Stated goal:
Convert every line of all the records below into a JSON list of strings, one string per line, with blank lines omitted. Leave the pictures out.

Listed records:
***

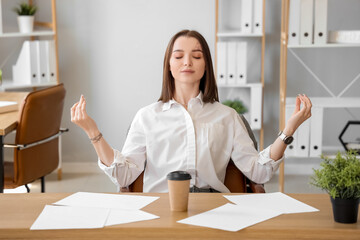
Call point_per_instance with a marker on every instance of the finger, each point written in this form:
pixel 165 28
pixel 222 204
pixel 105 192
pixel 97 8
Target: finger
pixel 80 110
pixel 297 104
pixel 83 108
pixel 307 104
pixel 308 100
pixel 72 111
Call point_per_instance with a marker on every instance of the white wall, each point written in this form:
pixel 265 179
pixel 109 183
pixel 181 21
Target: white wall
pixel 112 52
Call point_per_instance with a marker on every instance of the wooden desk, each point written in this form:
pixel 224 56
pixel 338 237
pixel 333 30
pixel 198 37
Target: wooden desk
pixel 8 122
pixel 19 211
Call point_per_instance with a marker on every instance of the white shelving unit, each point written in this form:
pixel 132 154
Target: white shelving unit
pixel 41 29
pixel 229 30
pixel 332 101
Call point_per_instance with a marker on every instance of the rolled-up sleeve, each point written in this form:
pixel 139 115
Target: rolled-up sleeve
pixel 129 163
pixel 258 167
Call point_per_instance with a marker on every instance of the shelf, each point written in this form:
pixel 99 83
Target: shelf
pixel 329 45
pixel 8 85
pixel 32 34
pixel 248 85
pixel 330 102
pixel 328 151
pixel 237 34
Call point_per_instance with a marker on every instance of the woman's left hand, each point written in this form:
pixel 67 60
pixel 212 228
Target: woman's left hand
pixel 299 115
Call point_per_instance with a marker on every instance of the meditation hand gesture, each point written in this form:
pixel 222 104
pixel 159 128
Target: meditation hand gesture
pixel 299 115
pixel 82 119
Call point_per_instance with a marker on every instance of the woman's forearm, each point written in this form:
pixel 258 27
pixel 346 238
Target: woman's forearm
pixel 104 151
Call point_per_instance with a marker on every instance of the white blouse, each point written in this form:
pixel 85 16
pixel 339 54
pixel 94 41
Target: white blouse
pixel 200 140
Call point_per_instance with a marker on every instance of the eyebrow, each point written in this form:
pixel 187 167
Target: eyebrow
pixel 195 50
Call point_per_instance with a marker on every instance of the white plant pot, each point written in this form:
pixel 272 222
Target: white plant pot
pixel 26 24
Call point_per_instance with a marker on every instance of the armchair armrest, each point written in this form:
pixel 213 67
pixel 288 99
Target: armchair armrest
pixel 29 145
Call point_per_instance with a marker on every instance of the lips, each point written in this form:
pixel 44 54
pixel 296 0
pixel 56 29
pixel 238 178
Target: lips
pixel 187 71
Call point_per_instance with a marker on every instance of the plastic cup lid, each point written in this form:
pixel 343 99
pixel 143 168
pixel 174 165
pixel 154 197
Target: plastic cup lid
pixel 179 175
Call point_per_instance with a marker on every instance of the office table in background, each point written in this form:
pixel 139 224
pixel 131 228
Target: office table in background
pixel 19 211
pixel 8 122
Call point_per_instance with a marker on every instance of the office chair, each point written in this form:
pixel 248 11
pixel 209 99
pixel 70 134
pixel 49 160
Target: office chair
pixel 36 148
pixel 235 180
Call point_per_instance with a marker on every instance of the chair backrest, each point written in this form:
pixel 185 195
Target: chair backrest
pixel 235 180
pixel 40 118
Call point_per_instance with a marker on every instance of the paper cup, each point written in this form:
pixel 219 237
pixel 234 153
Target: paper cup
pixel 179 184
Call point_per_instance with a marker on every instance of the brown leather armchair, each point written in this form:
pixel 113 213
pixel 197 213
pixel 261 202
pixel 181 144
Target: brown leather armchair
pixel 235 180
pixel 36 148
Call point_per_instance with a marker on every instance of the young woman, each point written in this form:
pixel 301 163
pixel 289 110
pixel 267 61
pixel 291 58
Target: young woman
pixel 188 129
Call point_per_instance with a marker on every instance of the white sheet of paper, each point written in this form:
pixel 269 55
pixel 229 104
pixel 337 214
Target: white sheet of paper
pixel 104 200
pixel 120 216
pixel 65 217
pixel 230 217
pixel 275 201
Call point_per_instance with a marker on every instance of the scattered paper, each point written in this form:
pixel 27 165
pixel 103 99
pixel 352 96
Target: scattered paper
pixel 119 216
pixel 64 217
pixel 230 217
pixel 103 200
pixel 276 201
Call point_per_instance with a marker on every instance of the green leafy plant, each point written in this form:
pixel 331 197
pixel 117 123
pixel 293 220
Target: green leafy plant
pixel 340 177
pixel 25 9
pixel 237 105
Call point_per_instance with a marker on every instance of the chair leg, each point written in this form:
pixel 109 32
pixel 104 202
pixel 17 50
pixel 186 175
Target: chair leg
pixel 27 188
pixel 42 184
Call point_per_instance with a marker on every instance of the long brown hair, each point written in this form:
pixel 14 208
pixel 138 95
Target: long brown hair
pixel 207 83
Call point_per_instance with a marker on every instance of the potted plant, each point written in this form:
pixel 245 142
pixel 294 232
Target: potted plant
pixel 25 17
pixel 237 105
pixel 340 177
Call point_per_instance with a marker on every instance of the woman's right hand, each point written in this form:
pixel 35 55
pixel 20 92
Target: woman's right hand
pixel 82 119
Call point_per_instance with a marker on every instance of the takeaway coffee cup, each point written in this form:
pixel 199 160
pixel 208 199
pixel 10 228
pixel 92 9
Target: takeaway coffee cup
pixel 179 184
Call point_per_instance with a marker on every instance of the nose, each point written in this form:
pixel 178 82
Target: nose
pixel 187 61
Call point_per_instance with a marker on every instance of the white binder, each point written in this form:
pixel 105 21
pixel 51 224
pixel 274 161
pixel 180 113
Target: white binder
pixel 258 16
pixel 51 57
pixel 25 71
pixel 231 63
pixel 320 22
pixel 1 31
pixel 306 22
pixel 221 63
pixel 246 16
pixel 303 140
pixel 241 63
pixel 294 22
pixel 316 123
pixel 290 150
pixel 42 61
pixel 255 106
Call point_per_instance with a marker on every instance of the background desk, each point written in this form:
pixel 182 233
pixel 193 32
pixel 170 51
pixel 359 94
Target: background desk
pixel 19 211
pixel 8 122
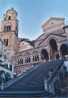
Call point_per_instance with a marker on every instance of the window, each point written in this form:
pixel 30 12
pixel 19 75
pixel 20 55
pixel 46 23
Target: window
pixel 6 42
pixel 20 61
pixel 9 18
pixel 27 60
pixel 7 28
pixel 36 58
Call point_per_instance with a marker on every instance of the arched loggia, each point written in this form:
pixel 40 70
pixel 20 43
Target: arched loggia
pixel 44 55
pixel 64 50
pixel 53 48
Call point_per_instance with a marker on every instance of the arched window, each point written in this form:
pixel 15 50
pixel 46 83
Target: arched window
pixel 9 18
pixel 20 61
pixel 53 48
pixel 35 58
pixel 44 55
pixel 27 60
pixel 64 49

***

Output below:
[
  "Call point_per_instance with a marker on every instance of the finger, each point written in this form:",
  "pixel 165 28",
  "pixel 222 204",
  "pixel 105 192",
  "pixel 97 8",
  "Target: finger",
  "pixel 80 110",
  "pixel 297 104",
  "pixel 83 108",
  "pixel 307 104",
  "pixel 308 100",
  "pixel 72 111",
  "Call point_per_instance with a marker on every instance of the white wall, each point written in this form:",
  "pixel 265 179",
  "pixel 109 183",
  "pixel 181 21",
  "Target: white wall",
  "pixel 112 52",
  "Call point_per_instance with a marker on every instance of the wooden desk, each point written in this form:",
  "pixel 224 56",
  "pixel 338 237",
  "pixel 333 30",
  "pixel 198 37",
  "Target: wooden desk",
  "pixel 8 122",
  "pixel 19 211",
  "Call point_per_instance with a marker on every instance of the white shelving unit, each point written in this form:",
  "pixel 132 154",
  "Target: white shelving unit",
  "pixel 41 29",
  "pixel 229 30",
  "pixel 332 101",
  "Call point_per_instance with a marker on every instance of the rolled-up sleeve, each point written in this form:",
  "pixel 139 115",
  "Target: rolled-up sleeve",
  "pixel 129 163",
  "pixel 258 167",
  "Call point_per_instance with a marker on every instance of the shelf, each point written in this form:",
  "pixel 99 83",
  "Target: shelf",
  "pixel 329 45",
  "pixel 8 85",
  "pixel 32 34",
  "pixel 248 85",
  "pixel 330 102",
  "pixel 328 151",
  "pixel 237 34",
  "Call point_per_instance with a marker on every instance of the woman's left hand, each point written in this form:",
  "pixel 67 60",
  "pixel 212 228",
  "Target: woman's left hand",
  "pixel 299 115",
  "Call point_per_instance with a marker on every instance of the meditation hand gesture, each point written in this form:",
  "pixel 222 104",
  "pixel 159 128",
  "Target: meditation hand gesture",
  "pixel 299 115",
  "pixel 82 119",
  "Call point_per_instance with a marker on every instance of the woman's forearm, each point written in this form:",
  "pixel 258 27",
  "pixel 346 238",
  "Target: woman's forearm",
  "pixel 104 151",
  "Call point_per_instance with a marker on every instance of the white blouse, each point written in this form:",
  "pixel 85 16",
  "pixel 339 54",
  "pixel 94 41",
  "Target: white blouse",
  "pixel 200 140",
  "Call point_per_instance with a marker on every instance of the eyebrow, each point written in this form:",
  "pixel 187 167",
  "Target: eyebrow",
  "pixel 195 50",
  "Call point_per_instance with a marker on every instance of the white plant pot, each point written in this form:",
  "pixel 272 222",
  "Target: white plant pot",
  "pixel 26 24",
  "Call point_per_instance with a marker on every instance of the armchair armrest, each point written in this form:",
  "pixel 213 67",
  "pixel 288 99",
  "Target: armchair armrest",
  "pixel 29 145",
  "Call point_per_instance with a marker on every instance of the lips, each point written in this form:",
  "pixel 44 54",
  "pixel 296 0",
  "pixel 56 29",
  "pixel 238 178",
  "Target: lips",
  "pixel 187 71",
  "Call point_per_instance with a marker on every instance of the plastic cup lid, each point written in this form:",
  "pixel 343 99",
  "pixel 143 168",
  "pixel 174 165",
  "pixel 154 197",
  "Target: plastic cup lid",
  "pixel 179 175",
  "Call point_per_instance with a marker on every instance of the office table in background, each point written in this form:",
  "pixel 139 224",
  "pixel 131 228",
  "Target: office table in background",
  "pixel 19 211",
  "pixel 8 122",
  "Call point_per_instance with a marker on every instance of the office chair, each point written in this form:",
  "pixel 248 11",
  "pixel 209 99",
  "pixel 70 134",
  "pixel 49 160",
  "Target: office chair",
  "pixel 36 148",
  "pixel 235 180",
  "Call point_per_instance with a marker on every instance of the chair backrest, each point written in this form:",
  "pixel 185 195",
  "Target: chair backrest",
  "pixel 235 180",
  "pixel 40 118",
  "Call point_per_instance with a marker on every instance of the paper cup, each point written in this form:",
  "pixel 219 237",
  "pixel 234 153",
  "Target: paper cup",
  "pixel 179 184",
  "Call point_per_instance with a marker on every instance of the brown leather armchair, each point written in this form:",
  "pixel 113 213",
  "pixel 197 213",
  "pixel 261 202",
  "pixel 181 144",
  "Target: brown leather armchair",
  "pixel 235 180",
  "pixel 36 148",
  "Call point_per_instance with a marker on every instance of the young woman, each point written in this form:",
  "pixel 301 163",
  "pixel 289 110",
  "pixel 267 61",
  "pixel 291 58",
  "Target: young woman",
  "pixel 188 129",
  "Call point_per_instance with a marker on every instance of the white sheet of paper, each point written in this form:",
  "pixel 269 55",
  "pixel 229 104",
  "pixel 337 214",
  "Target: white sheet of paper",
  "pixel 104 200",
  "pixel 120 216",
  "pixel 65 217",
  "pixel 230 217",
  "pixel 275 201",
  "Call point_per_instance with a marker on every instance of the scattered paper, each point written in this form:",
  "pixel 27 165",
  "pixel 103 99",
  "pixel 352 96",
  "Target: scattered paper",
  "pixel 119 216",
  "pixel 64 217",
  "pixel 230 217",
  "pixel 103 200",
  "pixel 276 201",
  "Call point_per_instance with a marker on every instance of the green leafy plant, each point written in this form:",
  "pixel 331 197",
  "pixel 117 123",
  "pixel 293 220",
  "Target: green leafy plant",
  "pixel 340 177",
  "pixel 25 9",
  "pixel 237 105",
  "Call point_per_instance with a marker on every instance of the chair leg, each point written in this form:",
  "pixel 109 32",
  "pixel 104 202",
  "pixel 17 50",
  "pixel 186 175",
  "Target: chair leg",
  "pixel 27 188",
  "pixel 42 184",
  "Call point_per_instance with a marker on every instance of the long brown hair, each point written in this form:",
  "pixel 14 208",
  "pixel 138 95",
  "Target: long brown hair",
  "pixel 207 83",
  "Call point_per_instance with a marker on every instance of the potted plant, each point written in this form:",
  "pixel 245 142",
  "pixel 294 232",
  "Target: potted plant",
  "pixel 25 17",
  "pixel 237 105",
  "pixel 340 177",
  "Call point_per_instance with a marker on every instance of the woman's right hand, each point written in this form:",
  "pixel 35 55",
  "pixel 20 92",
  "Target: woman's right hand",
  "pixel 82 119",
  "Call point_per_instance with a marker on every instance of the takeaway coffee cup, each point written in this form:",
  "pixel 199 160",
  "pixel 208 199",
  "pixel 10 228",
  "pixel 92 9",
  "Target: takeaway coffee cup",
  "pixel 179 184",
  "Call point_per_instance with a marker on every instance of the nose, each point written in this form:",
  "pixel 178 82",
  "Target: nose",
  "pixel 187 61",
  "Call point_per_instance with a marker on every instance of the white binder, each point written in this form:",
  "pixel 105 21",
  "pixel 51 224",
  "pixel 274 161",
  "pixel 180 113",
  "Target: white binder",
  "pixel 258 16",
  "pixel 51 57",
  "pixel 25 71",
  "pixel 231 63",
  "pixel 320 22",
  "pixel 1 31",
  "pixel 306 22",
  "pixel 221 63",
  "pixel 246 16",
  "pixel 303 140",
  "pixel 241 63",
  "pixel 294 22",
  "pixel 316 123",
  "pixel 290 150",
  "pixel 42 61",
  "pixel 255 106",
  "Call point_per_instance with a marker on every instance of the background desk, each point written in this form:",
  "pixel 182 233",
  "pixel 193 32",
  "pixel 170 51",
  "pixel 359 94",
  "Target: background desk",
  "pixel 19 211",
  "pixel 8 122",
  "Call point_per_instance with a marker on every instance of the window, each point written in this form:",
  "pixel 30 12",
  "pixel 19 75",
  "pixel 20 55",
  "pixel 46 23",
  "Target: window",
  "pixel 6 42",
  "pixel 20 61",
  "pixel 9 18",
  "pixel 27 60",
  "pixel 7 28",
  "pixel 36 58",
  "Call point_per_instance with a marker on every instance of the arched loggia, each point written in this form:",
  "pixel 40 70",
  "pixel 20 43",
  "Target: arched loggia",
  "pixel 44 55",
  "pixel 64 50",
  "pixel 53 48",
  "Call point_per_instance with a marker on every instance of the arched window, each point written in this form:",
  "pixel 15 50",
  "pixel 46 83",
  "Target: arched window",
  "pixel 9 18",
  "pixel 20 61",
  "pixel 53 48",
  "pixel 35 58",
  "pixel 44 55",
  "pixel 27 60",
  "pixel 64 49"
]